[Image-grounded pointing data]
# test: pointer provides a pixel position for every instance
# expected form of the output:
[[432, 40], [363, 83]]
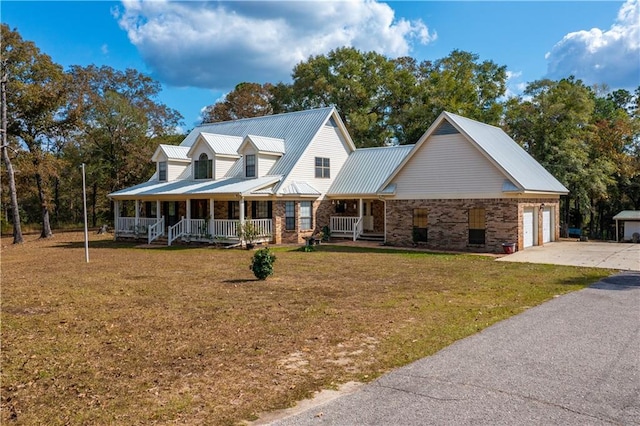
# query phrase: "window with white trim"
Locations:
[[162, 171], [306, 219], [322, 167]]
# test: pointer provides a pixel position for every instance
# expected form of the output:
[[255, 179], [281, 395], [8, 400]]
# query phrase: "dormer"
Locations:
[[213, 155], [259, 154], [171, 161]]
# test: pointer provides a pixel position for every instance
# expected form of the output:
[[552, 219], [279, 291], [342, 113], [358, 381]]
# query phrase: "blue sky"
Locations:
[[200, 51]]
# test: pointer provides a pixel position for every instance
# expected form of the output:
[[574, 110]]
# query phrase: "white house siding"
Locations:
[[328, 143], [175, 169], [221, 166], [449, 167], [265, 163]]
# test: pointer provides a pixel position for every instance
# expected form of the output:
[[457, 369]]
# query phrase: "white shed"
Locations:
[[630, 221]]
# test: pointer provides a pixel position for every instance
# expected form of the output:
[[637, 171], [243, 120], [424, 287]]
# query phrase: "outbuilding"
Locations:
[[631, 223]]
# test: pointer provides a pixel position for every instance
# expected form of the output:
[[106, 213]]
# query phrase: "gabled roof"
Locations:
[[523, 171], [227, 186], [172, 152], [296, 129], [220, 144], [264, 145], [366, 170]]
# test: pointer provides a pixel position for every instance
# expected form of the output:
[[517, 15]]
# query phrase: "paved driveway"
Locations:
[[623, 256], [570, 361]]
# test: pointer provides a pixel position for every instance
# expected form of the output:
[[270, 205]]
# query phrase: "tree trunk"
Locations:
[[15, 211], [46, 226]]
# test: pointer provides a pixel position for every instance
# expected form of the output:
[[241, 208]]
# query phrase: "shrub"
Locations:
[[262, 263]]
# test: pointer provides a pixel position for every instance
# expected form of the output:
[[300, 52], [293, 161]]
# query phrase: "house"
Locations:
[[630, 222], [463, 186]]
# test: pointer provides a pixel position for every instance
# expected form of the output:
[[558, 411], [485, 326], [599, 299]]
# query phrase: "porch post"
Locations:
[[116, 216], [188, 215], [211, 217]]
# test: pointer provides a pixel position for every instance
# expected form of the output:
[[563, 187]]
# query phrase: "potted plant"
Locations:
[[248, 232]]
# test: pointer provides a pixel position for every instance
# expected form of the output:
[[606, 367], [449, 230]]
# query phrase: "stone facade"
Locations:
[[448, 222]]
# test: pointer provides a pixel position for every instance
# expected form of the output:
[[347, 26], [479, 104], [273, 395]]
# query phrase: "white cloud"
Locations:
[[219, 44], [600, 56]]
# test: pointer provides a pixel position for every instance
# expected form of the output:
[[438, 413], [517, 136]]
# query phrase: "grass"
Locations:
[[189, 336]]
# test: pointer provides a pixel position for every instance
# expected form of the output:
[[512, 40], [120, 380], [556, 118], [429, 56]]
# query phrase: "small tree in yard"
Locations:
[[262, 263]]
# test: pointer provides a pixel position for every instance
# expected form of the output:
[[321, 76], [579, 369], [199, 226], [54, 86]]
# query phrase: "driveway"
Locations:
[[572, 361], [622, 256]]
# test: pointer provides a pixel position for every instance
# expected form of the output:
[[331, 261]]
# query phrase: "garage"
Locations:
[[528, 227]]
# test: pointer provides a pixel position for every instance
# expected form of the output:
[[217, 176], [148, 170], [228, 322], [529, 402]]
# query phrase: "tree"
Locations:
[[121, 124], [247, 100], [36, 93], [15, 210]]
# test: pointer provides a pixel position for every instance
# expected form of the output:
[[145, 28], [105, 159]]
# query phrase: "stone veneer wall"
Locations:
[[448, 223]]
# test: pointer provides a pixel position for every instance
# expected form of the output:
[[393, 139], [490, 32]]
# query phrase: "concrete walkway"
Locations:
[[571, 361], [623, 256]]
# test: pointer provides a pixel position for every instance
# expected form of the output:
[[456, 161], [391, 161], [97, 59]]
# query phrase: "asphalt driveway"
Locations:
[[622, 256], [572, 361]]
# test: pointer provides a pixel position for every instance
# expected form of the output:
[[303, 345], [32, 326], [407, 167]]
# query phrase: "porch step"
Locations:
[[371, 237]]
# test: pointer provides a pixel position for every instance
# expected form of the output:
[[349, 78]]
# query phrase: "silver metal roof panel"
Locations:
[[367, 169]]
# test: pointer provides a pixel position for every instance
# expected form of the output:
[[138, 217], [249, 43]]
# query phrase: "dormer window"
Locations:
[[202, 167], [250, 165], [162, 171]]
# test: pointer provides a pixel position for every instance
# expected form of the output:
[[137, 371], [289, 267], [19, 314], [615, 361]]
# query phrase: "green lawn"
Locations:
[[189, 336]]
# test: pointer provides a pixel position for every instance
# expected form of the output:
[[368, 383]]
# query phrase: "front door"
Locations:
[[367, 215], [170, 212]]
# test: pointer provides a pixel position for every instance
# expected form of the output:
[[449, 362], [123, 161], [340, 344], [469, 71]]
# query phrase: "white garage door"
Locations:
[[546, 226], [527, 226]]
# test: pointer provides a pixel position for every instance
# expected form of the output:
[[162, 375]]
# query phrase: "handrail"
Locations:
[[176, 231], [156, 230], [357, 229]]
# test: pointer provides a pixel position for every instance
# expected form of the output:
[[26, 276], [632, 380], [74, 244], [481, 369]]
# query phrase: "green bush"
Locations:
[[262, 263]]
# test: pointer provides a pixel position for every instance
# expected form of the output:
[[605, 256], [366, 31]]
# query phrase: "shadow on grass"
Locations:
[[241, 281]]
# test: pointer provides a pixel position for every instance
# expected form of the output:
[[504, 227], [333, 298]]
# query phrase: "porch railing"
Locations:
[[156, 230], [133, 226]]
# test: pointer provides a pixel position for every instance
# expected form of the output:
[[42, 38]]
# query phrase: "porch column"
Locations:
[[188, 215], [137, 222], [211, 217], [116, 216]]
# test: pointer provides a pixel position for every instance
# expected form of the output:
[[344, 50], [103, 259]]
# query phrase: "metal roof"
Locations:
[[172, 152], [264, 144], [222, 144], [227, 186], [297, 129], [525, 171], [632, 215], [367, 169]]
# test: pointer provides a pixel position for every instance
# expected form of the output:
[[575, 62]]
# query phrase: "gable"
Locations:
[[448, 166]]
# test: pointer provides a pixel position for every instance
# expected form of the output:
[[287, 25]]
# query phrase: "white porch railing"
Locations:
[[357, 229], [133, 226], [225, 228], [156, 230]]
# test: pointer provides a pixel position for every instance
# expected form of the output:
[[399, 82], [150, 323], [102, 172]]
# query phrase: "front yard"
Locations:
[[189, 336]]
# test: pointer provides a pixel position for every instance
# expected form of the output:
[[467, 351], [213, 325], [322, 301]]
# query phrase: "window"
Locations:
[[162, 171], [322, 168], [202, 167], [477, 225], [250, 165], [290, 216], [420, 225], [305, 215], [261, 209]]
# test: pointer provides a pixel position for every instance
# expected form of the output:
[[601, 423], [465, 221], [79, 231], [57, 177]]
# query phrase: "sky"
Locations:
[[199, 51]]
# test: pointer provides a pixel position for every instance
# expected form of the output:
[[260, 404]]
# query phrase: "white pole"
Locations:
[[86, 231]]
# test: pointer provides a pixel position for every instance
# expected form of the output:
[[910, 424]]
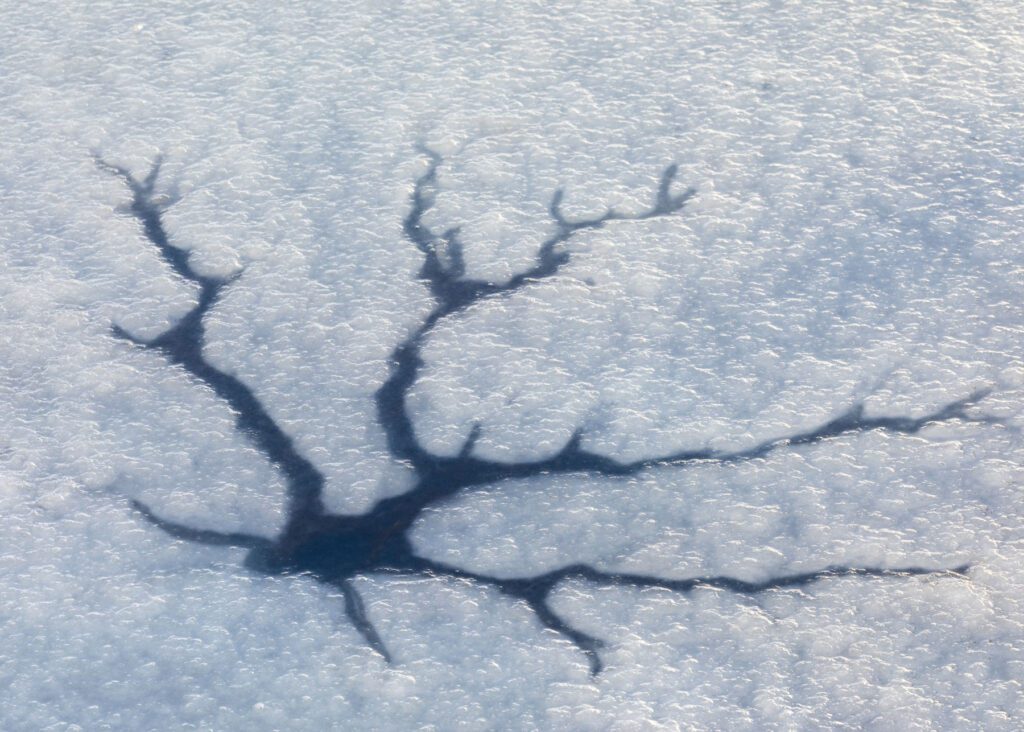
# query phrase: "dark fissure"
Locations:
[[334, 549]]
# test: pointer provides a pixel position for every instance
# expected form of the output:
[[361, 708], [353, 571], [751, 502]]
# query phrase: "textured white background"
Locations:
[[856, 237]]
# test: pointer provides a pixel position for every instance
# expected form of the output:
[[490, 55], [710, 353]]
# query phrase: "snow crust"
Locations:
[[855, 239]]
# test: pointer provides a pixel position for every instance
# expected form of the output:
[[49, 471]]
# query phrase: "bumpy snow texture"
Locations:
[[530, 367]]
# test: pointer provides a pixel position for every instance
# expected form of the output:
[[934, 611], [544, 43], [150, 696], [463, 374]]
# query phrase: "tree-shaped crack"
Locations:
[[335, 549]]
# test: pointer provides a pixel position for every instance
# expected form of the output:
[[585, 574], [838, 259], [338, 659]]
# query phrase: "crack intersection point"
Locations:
[[335, 549]]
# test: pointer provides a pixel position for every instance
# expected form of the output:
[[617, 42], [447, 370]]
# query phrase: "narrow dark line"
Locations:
[[200, 535], [356, 613], [182, 344], [334, 549]]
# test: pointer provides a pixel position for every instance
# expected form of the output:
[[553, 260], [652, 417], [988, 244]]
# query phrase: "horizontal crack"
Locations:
[[335, 549]]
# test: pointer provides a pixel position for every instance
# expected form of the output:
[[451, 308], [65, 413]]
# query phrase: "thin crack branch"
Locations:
[[536, 590], [182, 344], [356, 612], [573, 459]]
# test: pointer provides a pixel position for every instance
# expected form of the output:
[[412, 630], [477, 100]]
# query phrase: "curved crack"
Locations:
[[335, 549]]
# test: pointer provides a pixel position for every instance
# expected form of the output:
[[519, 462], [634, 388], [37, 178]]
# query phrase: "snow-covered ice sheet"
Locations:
[[853, 256]]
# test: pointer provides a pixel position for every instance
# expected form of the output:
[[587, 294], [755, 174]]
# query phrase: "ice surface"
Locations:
[[855, 240]]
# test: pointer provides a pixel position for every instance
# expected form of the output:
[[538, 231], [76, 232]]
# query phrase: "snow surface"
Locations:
[[856, 238]]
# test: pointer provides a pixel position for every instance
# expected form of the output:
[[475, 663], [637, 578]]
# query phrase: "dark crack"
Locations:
[[336, 549]]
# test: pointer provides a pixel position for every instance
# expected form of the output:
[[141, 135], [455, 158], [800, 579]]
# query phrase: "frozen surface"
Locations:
[[854, 248]]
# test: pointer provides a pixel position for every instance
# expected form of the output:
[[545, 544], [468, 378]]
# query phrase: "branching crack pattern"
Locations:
[[335, 549]]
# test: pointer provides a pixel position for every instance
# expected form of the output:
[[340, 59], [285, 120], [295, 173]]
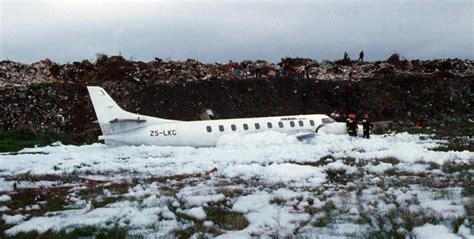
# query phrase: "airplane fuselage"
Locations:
[[206, 133]]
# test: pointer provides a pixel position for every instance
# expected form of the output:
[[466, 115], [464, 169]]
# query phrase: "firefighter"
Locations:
[[351, 125], [367, 126]]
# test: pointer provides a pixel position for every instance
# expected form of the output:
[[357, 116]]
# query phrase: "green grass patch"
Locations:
[[23, 137], [79, 232]]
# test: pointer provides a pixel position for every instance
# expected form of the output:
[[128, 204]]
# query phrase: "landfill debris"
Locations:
[[49, 96]]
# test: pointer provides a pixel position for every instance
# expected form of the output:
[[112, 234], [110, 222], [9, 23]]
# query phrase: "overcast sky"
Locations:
[[217, 31]]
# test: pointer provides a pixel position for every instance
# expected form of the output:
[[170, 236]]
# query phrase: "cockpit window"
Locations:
[[327, 120]]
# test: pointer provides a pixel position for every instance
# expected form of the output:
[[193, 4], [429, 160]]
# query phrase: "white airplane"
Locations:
[[120, 127]]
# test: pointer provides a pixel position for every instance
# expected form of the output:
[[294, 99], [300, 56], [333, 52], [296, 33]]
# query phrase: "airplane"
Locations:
[[120, 127]]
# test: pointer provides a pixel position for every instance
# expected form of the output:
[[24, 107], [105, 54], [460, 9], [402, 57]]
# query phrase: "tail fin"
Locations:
[[113, 119]]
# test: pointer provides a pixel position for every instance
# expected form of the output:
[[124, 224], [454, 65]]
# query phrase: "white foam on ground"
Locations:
[[277, 160]]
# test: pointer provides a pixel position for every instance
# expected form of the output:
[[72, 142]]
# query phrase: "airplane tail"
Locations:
[[113, 119]]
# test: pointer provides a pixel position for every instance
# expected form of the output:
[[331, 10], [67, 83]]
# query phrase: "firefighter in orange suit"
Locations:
[[366, 126]]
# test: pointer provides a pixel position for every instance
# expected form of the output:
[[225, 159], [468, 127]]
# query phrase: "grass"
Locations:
[[27, 137], [78, 232], [23, 137]]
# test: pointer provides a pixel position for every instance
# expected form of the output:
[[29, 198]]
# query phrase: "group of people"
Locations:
[[361, 56], [351, 125]]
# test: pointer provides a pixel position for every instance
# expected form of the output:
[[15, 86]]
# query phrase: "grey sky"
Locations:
[[216, 31]]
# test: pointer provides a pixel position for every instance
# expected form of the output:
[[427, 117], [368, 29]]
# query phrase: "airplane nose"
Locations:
[[334, 128]]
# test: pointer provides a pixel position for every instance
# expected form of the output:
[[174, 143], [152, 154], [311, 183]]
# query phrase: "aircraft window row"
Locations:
[[269, 125]]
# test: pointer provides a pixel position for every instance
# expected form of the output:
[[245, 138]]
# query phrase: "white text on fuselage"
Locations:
[[171, 132]]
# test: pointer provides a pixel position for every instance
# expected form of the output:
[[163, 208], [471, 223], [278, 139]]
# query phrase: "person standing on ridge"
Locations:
[[366, 126], [351, 125], [361, 56]]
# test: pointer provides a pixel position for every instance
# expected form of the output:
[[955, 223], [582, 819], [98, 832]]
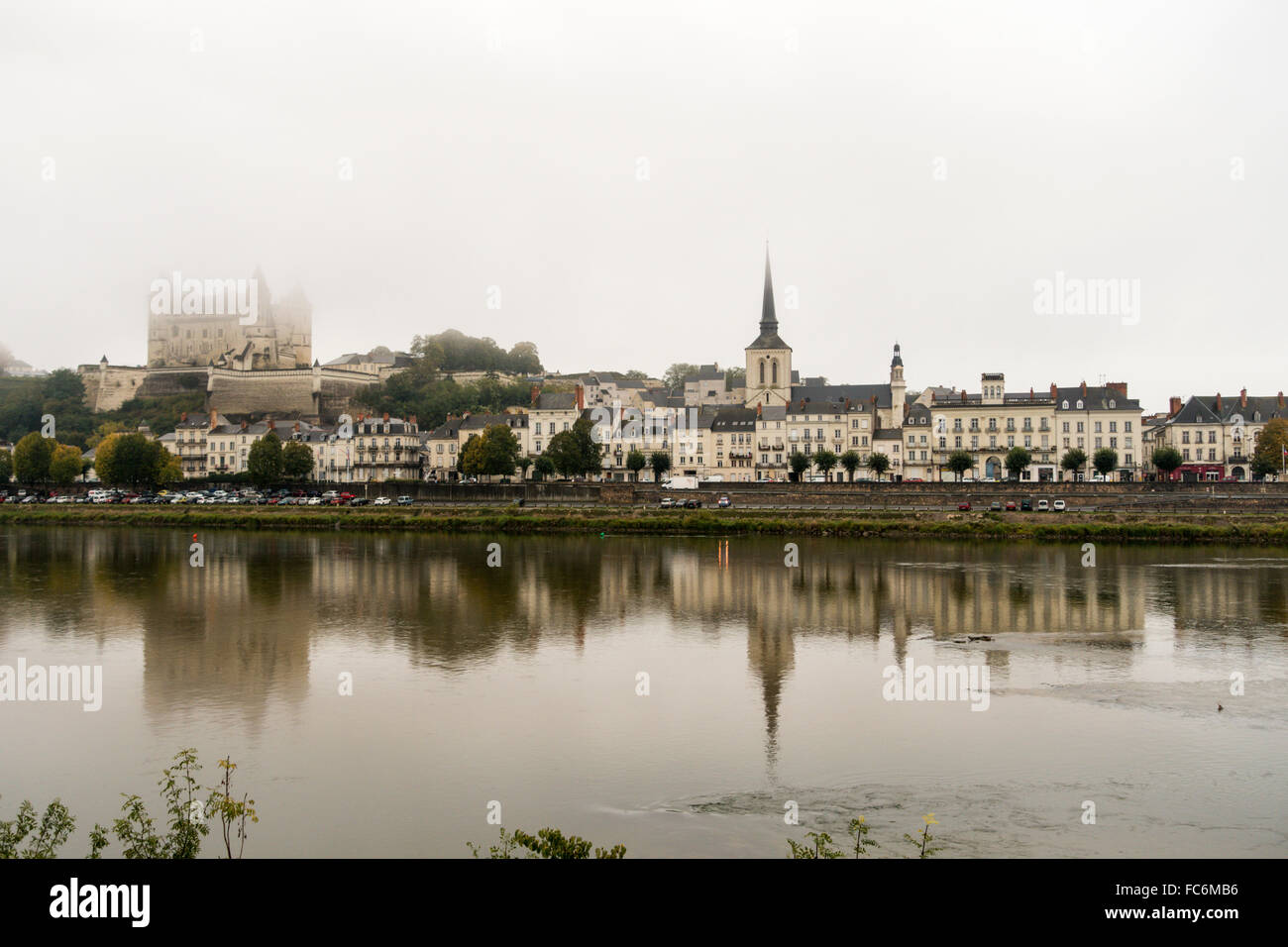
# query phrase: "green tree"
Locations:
[[879, 464], [132, 460], [661, 463], [1018, 460], [1269, 457], [850, 460], [1167, 459], [575, 453], [64, 467], [799, 463], [635, 462], [31, 457], [1073, 460], [1106, 460], [265, 462], [960, 462], [296, 459], [824, 462]]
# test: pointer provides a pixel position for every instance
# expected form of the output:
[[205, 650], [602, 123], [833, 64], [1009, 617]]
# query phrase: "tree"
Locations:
[[265, 462], [575, 453], [296, 459], [636, 462], [103, 431], [130, 460], [1106, 460], [1073, 460], [799, 463], [960, 462], [661, 463], [1167, 459], [1271, 442], [493, 453], [31, 457], [879, 464], [824, 462], [64, 466], [674, 376], [1018, 460], [850, 460]]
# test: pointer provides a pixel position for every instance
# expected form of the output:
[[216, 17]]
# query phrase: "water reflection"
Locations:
[[241, 628]]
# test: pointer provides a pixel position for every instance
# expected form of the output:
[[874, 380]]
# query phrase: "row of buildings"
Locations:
[[748, 431]]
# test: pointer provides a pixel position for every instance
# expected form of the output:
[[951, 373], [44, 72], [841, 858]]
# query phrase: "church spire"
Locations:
[[768, 317]]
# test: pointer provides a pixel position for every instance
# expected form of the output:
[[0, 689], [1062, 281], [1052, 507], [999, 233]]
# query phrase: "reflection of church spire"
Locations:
[[772, 656]]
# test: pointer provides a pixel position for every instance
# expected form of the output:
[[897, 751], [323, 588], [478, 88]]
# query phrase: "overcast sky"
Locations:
[[915, 169]]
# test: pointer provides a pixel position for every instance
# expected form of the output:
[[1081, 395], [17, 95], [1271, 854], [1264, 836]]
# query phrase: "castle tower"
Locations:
[[769, 359]]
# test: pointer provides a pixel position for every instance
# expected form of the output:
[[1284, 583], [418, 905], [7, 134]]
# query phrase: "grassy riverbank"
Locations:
[[1068, 527]]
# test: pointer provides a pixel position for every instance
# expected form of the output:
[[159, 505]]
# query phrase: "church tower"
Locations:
[[769, 359], [898, 388]]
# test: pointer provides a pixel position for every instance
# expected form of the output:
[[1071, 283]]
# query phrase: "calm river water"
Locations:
[[520, 684]]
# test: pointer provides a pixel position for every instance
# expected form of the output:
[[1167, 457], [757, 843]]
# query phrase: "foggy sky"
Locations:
[[914, 167]]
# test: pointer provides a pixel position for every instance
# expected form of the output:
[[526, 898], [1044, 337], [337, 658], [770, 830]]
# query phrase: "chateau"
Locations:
[[196, 334]]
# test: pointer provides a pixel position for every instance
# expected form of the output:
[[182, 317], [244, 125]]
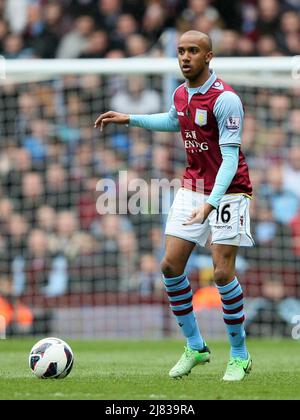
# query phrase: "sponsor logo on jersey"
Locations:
[[201, 117], [192, 144], [233, 123]]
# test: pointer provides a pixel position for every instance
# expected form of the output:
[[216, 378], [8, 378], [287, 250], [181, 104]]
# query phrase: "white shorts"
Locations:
[[230, 225]]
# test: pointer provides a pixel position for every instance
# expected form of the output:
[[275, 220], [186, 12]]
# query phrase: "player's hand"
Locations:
[[199, 215], [111, 117]]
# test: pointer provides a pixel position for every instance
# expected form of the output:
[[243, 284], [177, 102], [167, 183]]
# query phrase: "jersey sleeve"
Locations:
[[229, 114], [167, 121]]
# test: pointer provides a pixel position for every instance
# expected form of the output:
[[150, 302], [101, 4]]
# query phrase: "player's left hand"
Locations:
[[199, 215]]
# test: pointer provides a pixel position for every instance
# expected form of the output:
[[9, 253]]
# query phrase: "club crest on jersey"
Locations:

TASK DESCRIPTION:
Search the data for "player". Copy each line that has it.

FINISHED TASK:
# query phrase: "player's hand"
# query phrase: "player's left hand"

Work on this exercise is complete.